Render all of the rows below as a Markdown table with the columns Line and Text, giving each line its number and leaving out blank lines. Omit the pictures from the table.

BEGIN Information given

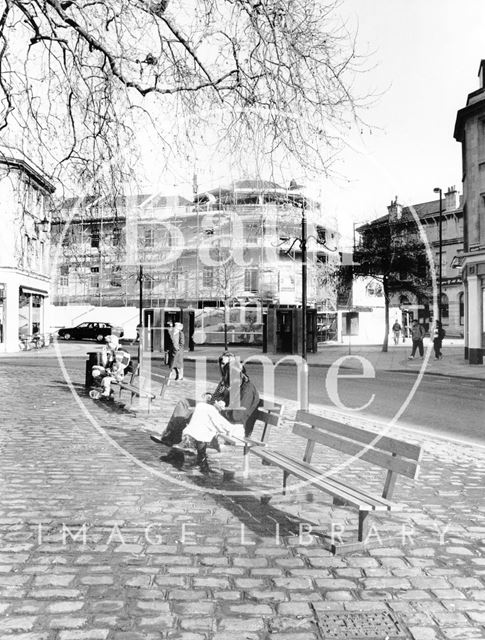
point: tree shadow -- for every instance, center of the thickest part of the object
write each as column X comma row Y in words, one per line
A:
column 260, row 518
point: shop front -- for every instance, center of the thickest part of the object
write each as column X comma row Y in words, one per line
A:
column 23, row 314
column 31, row 306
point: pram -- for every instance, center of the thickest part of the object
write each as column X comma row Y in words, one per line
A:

END Information given

__Result of the task__.
| Line | Text |
|---|---|
| 1 | point: tree shadow -- for every instance, center of the thickest part of the object |
| 2 | write each as column X comma row Y in words, one per line |
| 3 | A: |
| 4 | column 260, row 518 |
| 5 | point: shop front -- for every instance, center of the thickest part of the object |
| 6 | write each as column X comma row Y in words, one per line |
| 7 | A: |
| 8 | column 23, row 314 |
| 9 | column 31, row 306 |
| 10 | point: pram -- for every instance, center of the thickest part of the object |
| 11 | write each as column X comma row Y in words, one per line |
| 12 | A: |